====== RECORD LIST ======
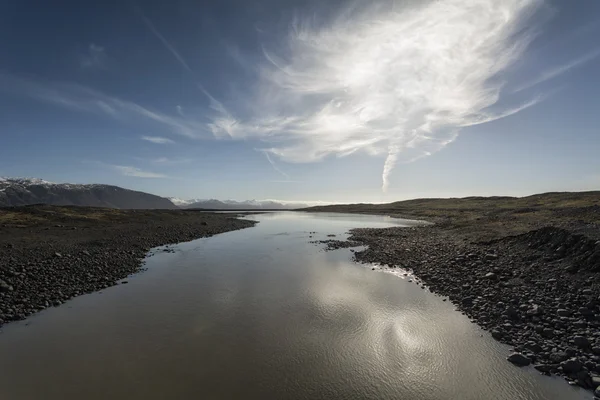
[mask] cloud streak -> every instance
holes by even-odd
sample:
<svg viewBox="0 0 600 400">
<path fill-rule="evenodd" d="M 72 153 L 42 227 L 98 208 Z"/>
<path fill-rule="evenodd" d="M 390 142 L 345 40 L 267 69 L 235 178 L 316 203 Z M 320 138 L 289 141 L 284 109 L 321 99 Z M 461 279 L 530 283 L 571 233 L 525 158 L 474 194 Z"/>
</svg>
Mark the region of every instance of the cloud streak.
<svg viewBox="0 0 600 400">
<path fill-rule="evenodd" d="M 173 143 L 175 143 L 171 139 L 163 138 L 160 136 L 142 136 L 141 139 L 148 141 L 148 142 L 155 143 L 155 144 L 173 144 Z"/>
<path fill-rule="evenodd" d="M 94 43 L 90 43 L 87 54 L 83 55 L 80 59 L 82 68 L 104 69 L 107 67 L 107 63 L 108 56 L 106 55 L 104 47 Z"/>
<path fill-rule="evenodd" d="M 554 79 L 554 78 L 558 77 L 559 75 L 562 75 L 562 74 L 570 71 L 573 68 L 579 67 L 580 65 L 583 65 L 589 61 L 592 61 L 594 58 L 596 58 L 598 56 L 600 56 L 600 49 L 591 51 L 591 52 L 589 52 L 567 64 L 559 65 L 559 66 L 553 67 L 551 69 L 548 69 L 548 70 L 542 72 L 540 74 L 540 76 L 538 76 L 537 78 L 519 86 L 513 92 L 517 93 L 522 90 L 526 90 L 533 86 L 539 85 L 540 83 L 546 82 L 550 79 Z"/>
<path fill-rule="evenodd" d="M 275 164 L 273 162 L 273 160 L 271 159 L 271 156 L 269 155 L 268 152 L 264 151 L 263 154 L 267 157 L 267 161 L 269 161 L 269 164 L 271 164 L 271 166 L 273 167 L 273 169 L 275 171 L 277 171 L 279 174 L 281 174 L 285 179 L 287 179 L 287 181 L 290 180 L 290 176 L 288 174 L 286 174 L 285 172 L 283 172 L 282 170 L 279 169 L 279 167 L 277 166 L 277 164 Z"/>
<path fill-rule="evenodd" d="M 530 43 L 526 22 L 541 0 L 397 4 L 353 3 L 324 23 L 295 18 L 279 48 L 265 47 L 244 117 L 215 109 L 213 134 L 258 138 L 288 162 L 385 155 L 385 190 L 397 163 L 536 104 L 493 107 L 498 75 Z"/>
<path fill-rule="evenodd" d="M 210 135 L 206 121 L 168 115 L 78 84 L 44 82 L 0 72 L 0 91 L 33 98 L 69 110 L 102 114 L 120 121 L 151 122 L 162 126 L 170 133 L 188 138 L 198 139 Z"/>
</svg>

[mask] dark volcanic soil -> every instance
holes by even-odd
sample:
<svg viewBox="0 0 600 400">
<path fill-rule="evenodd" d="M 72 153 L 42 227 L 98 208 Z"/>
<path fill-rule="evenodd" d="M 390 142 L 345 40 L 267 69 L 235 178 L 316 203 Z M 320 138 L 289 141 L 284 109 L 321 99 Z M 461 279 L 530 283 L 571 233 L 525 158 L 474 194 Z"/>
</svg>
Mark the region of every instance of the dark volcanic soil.
<svg viewBox="0 0 600 400">
<path fill-rule="evenodd" d="M 600 242 L 542 228 L 471 242 L 438 226 L 356 229 L 357 261 L 412 270 L 533 364 L 587 389 L 600 385 Z M 335 246 L 342 247 L 342 246 Z"/>
<path fill-rule="evenodd" d="M 152 247 L 253 225 L 183 210 L 0 208 L 0 326 L 116 284 Z"/>
<path fill-rule="evenodd" d="M 435 223 L 356 229 L 349 240 L 368 245 L 355 252 L 356 260 L 412 270 L 430 290 L 448 296 L 494 338 L 514 347 L 509 361 L 597 388 L 600 398 L 600 191 L 306 211 Z M 325 244 L 328 249 L 352 245 Z"/>
</svg>

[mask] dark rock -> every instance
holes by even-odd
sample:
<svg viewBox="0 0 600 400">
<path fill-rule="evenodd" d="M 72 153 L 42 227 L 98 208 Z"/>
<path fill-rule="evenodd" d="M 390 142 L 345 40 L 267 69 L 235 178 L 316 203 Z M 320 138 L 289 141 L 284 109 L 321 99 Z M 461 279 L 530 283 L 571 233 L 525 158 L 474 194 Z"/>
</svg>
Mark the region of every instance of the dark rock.
<svg viewBox="0 0 600 400">
<path fill-rule="evenodd" d="M 527 365 L 531 364 L 531 359 L 528 358 L 528 357 L 525 357 L 521 353 L 512 353 L 506 359 L 509 362 L 511 362 L 511 363 L 513 363 L 515 365 L 518 365 L 520 367 L 524 367 L 524 366 L 527 366 Z"/>
<path fill-rule="evenodd" d="M 590 345 L 589 340 L 583 336 L 573 337 L 573 343 L 575 343 L 575 346 L 577 347 L 588 347 Z"/>
<path fill-rule="evenodd" d="M 577 373 L 583 368 L 581 361 L 577 360 L 576 358 L 571 358 L 570 360 L 564 361 L 560 364 L 560 366 L 567 374 Z"/>
<path fill-rule="evenodd" d="M 537 369 L 540 372 L 550 372 L 553 369 L 555 369 L 556 367 L 552 364 L 537 364 L 534 365 L 533 368 Z"/>
<path fill-rule="evenodd" d="M 565 310 L 563 308 L 559 308 L 558 310 L 556 310 L 556 313 L 558 315 L 560 315 L 561 317 L 569 317 L 569 316 L 571 316 L 571 312 L 569 310 Z"/>
</svg>

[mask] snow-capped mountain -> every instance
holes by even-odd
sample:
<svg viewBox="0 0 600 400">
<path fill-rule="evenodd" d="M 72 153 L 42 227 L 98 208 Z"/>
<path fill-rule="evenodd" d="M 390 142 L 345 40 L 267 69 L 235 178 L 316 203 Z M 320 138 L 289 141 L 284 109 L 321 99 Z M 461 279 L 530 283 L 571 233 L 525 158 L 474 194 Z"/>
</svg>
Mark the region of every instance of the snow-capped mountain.
<svg viewBox="0 0 600 400">
<path fill-rule="evenodd" d="M 54 183 L 38 178 L 0 177 L 0 207 L 28 204 L 129 209 L 176 208 L 164 197 L 118 186 Z"/>
<path fill-rule="evenodd" d="M 217 200 L 217 199 L 190 199 L 182 200 L 170 197 L 173 204 L 181 208 L 202 208 L 208 210 L 290 210 L 308 207 L 311 204 L 302 202 L 282 202 L 277 200 Z"/>
</svg>

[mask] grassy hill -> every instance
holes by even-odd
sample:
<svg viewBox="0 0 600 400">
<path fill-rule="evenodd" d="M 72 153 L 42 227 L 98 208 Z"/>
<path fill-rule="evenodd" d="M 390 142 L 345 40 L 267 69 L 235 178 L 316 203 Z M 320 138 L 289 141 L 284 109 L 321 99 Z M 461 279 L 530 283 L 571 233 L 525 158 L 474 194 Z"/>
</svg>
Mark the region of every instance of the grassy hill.
<svg viewBox="0 0 600 400">
<path fill-rule="evenodd" d="M 303 211 L 384 214 L 424 219 L 482 238 L 557 226 L 600 239 L 600 191 L 552 192 L 527 197 L 414 199 L 386 204 L 345 204 Z"/>
</svg>

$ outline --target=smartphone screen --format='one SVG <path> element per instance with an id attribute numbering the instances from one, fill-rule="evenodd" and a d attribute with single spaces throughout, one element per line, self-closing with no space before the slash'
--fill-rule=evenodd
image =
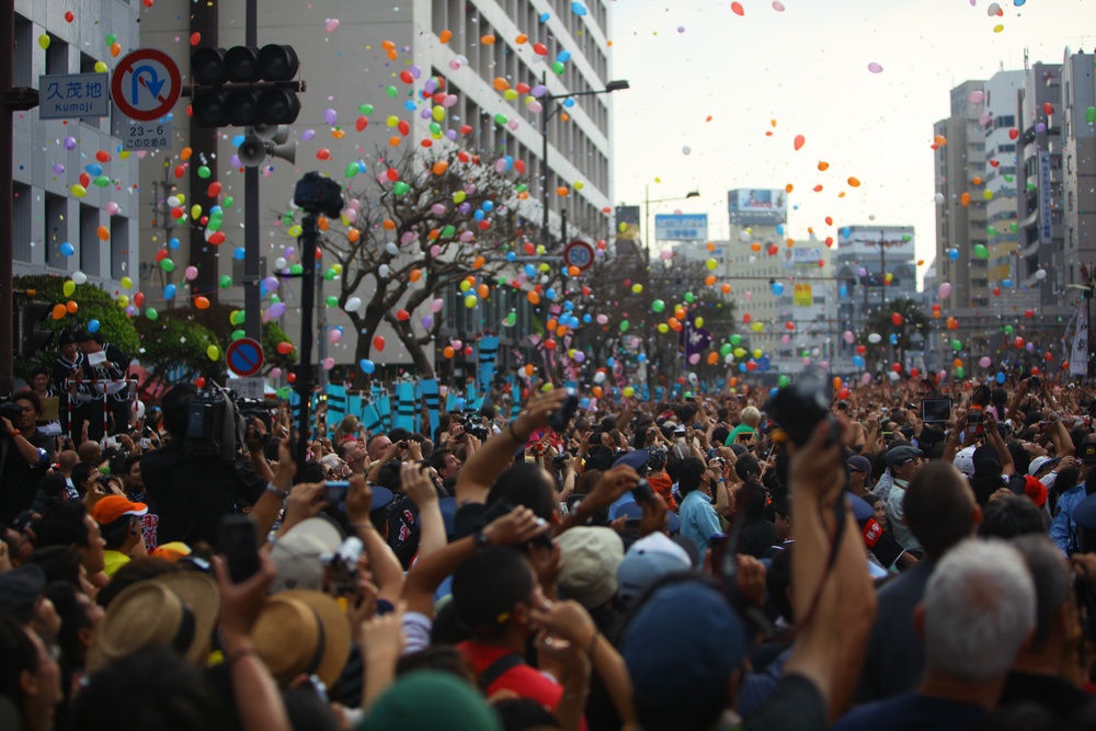
<path id="1" fill-rule="evenodd" d="M 233 584 L 259 572 L 255 524 L 247 515 L 226 515 L 220 519 L 220 550 L 228 559 L 228 575 Z"/>

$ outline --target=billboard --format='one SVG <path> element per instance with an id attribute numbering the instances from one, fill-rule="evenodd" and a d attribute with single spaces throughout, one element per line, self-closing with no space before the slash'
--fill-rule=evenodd
<path id="1" fill-rule="evenodd" d="M 775 226 L 787 218 L 788 195 L 779 190 L 754 187 L 728 191 L 727 209 L 732 226 Z"/>
<path id="2" fill-rule="evenodd" d="M 654 238 L 660 241 L 707 241 L 708 214 L 675 214 L 654 217 Z"/>

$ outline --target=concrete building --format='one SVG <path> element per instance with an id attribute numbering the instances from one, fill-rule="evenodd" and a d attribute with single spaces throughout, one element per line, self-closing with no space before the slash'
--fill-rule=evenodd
======
◆ SHORT EXERCISE: Output the records from the line with "outline --target=billboard --format='one" to the line with "775 226 L 787" as a two-column CSV with the header instruction,response. Give one row per record, with its text and its answer each in a single quoted field and line breaks replaced by spaces.

◆ RESPONSE:
instruction,response
"$ outline --target=billboard --format='one SVG <path> element per instance with an id attribute numbering the instances from one, fill-rule=""evenodd"" and a d attribute with single spaces throughout, one element per line, self-closing with no space before the slash' --fill-rule=evenodd","<path id=""1"" fill-rule=""evenodd"" d=""M 775 226 L 787 218 L 788 195 L 779 190 L 754 187 L 728 191 L 727 209 L 732 226 Z""/>"